- Your tasks:
A) Please write out the __str__ vs. __repr__ post from "It seems to" up to and including "statement = read_statement()".
B) In the __str__ vs. __repr__ post, what is the proposed __format__ function bound to by default?
C) Continue the __str__ vs. __repr__ post from where it stops.

- Document excerpt:

__str__ vs. __repr__
Bernhard Herzog
herzog at online.de
Fri Nov 5 06:53:51 EST 1999
Guido van Rossum <guido at cnri.reston.va.us> writes:
> Bernhard Herzog <herzog at online.de> writes:
>
> > How about a hook function a la __import__? I.e. have a function
> > __format__ [1] in __builtin__ that is bound to repr by default. Whenever
> > Python prints the result of an expression in interactive mode, it calls
> > __format__ with the result as parameter and expects it to return a
> > string ready for printing.
>
> Brilliant!
Glad you like it!
> The default function could do all the current built-in
> magic -- print nothing if it's None, assign it to builtin _, and so
> on.
It seems to me that assigning to _ and printing the result are two
separate things. IMO, the hook function should only do the formatting,
the assignment could still be hardwired in the interpreter loop. Pseudo
code:
while 1:
statement = read_statement()
if not statement:
break
result = run_statement(statement)

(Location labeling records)
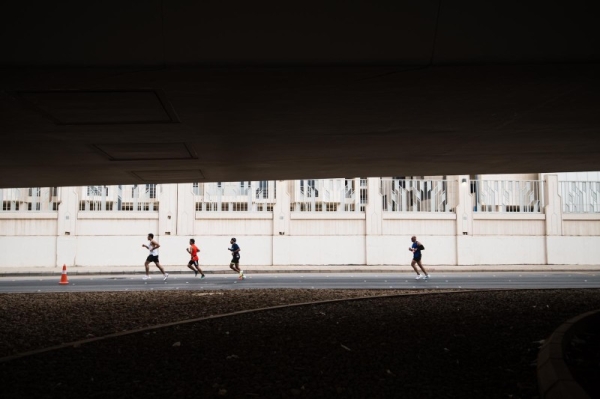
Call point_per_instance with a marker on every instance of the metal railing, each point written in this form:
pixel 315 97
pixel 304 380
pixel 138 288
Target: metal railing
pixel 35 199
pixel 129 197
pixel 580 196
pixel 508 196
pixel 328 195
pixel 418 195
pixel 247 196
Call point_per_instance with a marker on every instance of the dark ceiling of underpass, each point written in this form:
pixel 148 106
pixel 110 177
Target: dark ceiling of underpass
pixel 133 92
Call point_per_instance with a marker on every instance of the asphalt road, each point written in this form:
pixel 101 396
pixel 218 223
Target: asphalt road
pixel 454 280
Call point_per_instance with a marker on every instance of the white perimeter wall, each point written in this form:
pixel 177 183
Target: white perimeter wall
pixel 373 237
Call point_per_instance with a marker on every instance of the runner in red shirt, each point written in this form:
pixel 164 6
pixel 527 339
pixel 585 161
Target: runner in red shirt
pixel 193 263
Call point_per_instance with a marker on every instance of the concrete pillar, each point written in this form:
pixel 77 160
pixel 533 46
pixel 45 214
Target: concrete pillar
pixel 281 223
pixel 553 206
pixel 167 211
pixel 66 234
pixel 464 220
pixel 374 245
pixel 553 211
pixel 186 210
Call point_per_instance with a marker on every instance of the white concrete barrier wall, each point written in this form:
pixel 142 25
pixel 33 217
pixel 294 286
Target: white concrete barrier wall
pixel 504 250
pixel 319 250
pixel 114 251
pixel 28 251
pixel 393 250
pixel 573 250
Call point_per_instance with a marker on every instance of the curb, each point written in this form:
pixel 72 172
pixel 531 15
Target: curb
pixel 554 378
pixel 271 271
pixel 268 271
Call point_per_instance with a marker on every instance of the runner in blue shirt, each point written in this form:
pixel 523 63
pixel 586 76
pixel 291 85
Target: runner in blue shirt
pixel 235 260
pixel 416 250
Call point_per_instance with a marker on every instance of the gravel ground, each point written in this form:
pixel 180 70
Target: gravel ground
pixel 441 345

---

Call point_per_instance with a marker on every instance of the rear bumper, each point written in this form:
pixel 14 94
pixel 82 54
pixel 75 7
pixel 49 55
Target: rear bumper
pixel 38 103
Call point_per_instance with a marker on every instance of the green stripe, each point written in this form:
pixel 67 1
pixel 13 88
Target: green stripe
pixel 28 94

...

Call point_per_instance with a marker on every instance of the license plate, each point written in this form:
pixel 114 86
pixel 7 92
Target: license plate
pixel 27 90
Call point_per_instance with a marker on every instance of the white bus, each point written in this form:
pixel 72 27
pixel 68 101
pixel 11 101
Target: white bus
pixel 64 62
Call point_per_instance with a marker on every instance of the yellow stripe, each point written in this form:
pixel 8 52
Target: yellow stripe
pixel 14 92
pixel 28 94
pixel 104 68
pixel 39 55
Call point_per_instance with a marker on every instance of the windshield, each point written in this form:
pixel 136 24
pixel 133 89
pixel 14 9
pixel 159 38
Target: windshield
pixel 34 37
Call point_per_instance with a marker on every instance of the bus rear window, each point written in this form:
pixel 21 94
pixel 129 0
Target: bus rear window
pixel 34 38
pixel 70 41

- Answers to each task:
A)
It seems to me that assigning to _ and printing the result are two
separate things. IMO, the hook function should only do the formatting,
the assignment could still be hardwired in the interpreter loop. Pseudo
code:
while 1:
statement = read_statement()

B) repr

C)
__builtin__._ = result
if result is not None:
print __format__(result)
> I wonder if it would have to have a __magic__ name? It could be
> called display and it could be documented and usable in
> non-interactive programs as well. Or am I getting carried away?
> (Possibly the habit if assigning to _ and suppressing None would make
> the default display() function a bit clumsy to use.)
Well, I chose a magic name because it's called in special circumstances.
Calling it display is fine with me, especially if it really does only
formatting and no assignment to _ and no special-casing of None, as is
assumed in my pseudo code above. Such a version of display would also be
usable in non-interactive programs.
One could take this even further by moving the entire interactive mode
to a python module. Most of the python code for that is already
available in the code.py module, IIRC.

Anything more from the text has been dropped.